● Aim of the task: Starting at the top of the listing below, copy each line exactly, stopping after the line that contains "Target: blue jeans".

######

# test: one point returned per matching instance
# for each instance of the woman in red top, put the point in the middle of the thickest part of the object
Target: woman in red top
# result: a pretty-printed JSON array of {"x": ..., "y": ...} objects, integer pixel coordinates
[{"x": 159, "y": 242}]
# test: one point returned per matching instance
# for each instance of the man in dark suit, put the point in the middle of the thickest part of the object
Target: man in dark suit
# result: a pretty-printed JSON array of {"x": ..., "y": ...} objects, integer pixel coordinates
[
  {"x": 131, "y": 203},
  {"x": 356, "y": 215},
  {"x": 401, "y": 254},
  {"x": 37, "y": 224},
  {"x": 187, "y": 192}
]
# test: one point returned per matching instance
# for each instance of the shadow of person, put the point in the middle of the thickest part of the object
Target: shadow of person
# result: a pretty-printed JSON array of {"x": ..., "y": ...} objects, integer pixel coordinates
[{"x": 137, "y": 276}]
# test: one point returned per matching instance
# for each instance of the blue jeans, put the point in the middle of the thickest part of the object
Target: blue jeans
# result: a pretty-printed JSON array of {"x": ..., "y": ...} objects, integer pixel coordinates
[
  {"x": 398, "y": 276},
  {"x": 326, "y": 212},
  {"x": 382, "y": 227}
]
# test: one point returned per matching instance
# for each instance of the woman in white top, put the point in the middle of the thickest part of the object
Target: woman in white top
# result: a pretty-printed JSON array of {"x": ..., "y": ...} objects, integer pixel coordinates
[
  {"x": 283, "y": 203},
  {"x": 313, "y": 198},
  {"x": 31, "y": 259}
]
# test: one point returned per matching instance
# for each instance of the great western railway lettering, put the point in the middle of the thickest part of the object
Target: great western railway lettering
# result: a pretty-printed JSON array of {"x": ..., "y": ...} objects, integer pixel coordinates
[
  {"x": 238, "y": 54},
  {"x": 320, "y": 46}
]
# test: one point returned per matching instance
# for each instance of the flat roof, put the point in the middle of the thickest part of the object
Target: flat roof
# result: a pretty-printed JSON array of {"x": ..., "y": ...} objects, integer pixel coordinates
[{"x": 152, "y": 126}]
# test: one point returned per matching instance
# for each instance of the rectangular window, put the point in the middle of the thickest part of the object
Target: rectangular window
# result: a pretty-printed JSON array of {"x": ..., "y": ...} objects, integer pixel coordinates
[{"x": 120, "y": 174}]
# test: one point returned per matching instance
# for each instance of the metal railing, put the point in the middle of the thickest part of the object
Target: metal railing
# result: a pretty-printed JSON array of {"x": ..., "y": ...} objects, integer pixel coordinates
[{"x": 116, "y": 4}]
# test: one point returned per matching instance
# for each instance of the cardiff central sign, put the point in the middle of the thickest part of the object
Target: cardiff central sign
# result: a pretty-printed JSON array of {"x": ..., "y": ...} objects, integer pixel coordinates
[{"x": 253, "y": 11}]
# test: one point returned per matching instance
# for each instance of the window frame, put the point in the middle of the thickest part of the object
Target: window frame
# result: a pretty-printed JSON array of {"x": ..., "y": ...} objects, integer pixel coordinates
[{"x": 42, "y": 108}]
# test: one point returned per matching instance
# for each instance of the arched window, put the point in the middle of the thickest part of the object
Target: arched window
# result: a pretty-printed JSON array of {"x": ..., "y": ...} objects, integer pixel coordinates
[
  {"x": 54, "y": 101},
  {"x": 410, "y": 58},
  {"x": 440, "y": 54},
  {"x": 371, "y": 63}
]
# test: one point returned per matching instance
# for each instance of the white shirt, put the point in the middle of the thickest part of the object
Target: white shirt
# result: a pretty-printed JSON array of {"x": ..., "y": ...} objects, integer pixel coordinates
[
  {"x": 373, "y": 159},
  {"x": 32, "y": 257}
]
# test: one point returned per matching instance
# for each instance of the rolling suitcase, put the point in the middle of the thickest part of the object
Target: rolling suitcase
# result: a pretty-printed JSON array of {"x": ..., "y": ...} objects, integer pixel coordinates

######

● Solution to the exercise:
# test: one point returned per matching instance
# for each instance of the woman in red top, put the point in the middle of the thickest part of the object
Target: woman in red top
# result: a pretty-printed JSON array of {"x": ..., "y": ...} objects, integer pixel coordinates
[{"x": 159, "y": 242}]
# test: one point returned per matching instance
# for each instance of the man in dark suit, put the point in the middle of the thickest part of the object
Target: man in dark suit
# result: a pretty-printed JSON array of {"x": ..., "y": ...} objects, integer pixel coordinates
[
  {"x": 131, "y": 203},
  {"x": 356, "y": 215},
  {"x": 401, "y": 254},
  {"x": 37, "y": 224},
  {"x": 187, "y": 192}
]
# test: one point returned per matching instance
# for each instance of the shadow of person, put the point in the middle of the thickest part of the object
Target: shadow of person
# result: a pretty-printed JSON array of {"x": ..., "y": ...} objects, integer pixel coordinates
[{"x": 137, "y": 276}]
# test: one point returned per matching instance
# for each instance of the blue jeans, put the point in the middle of the thickest part of the object
Target: blue jeans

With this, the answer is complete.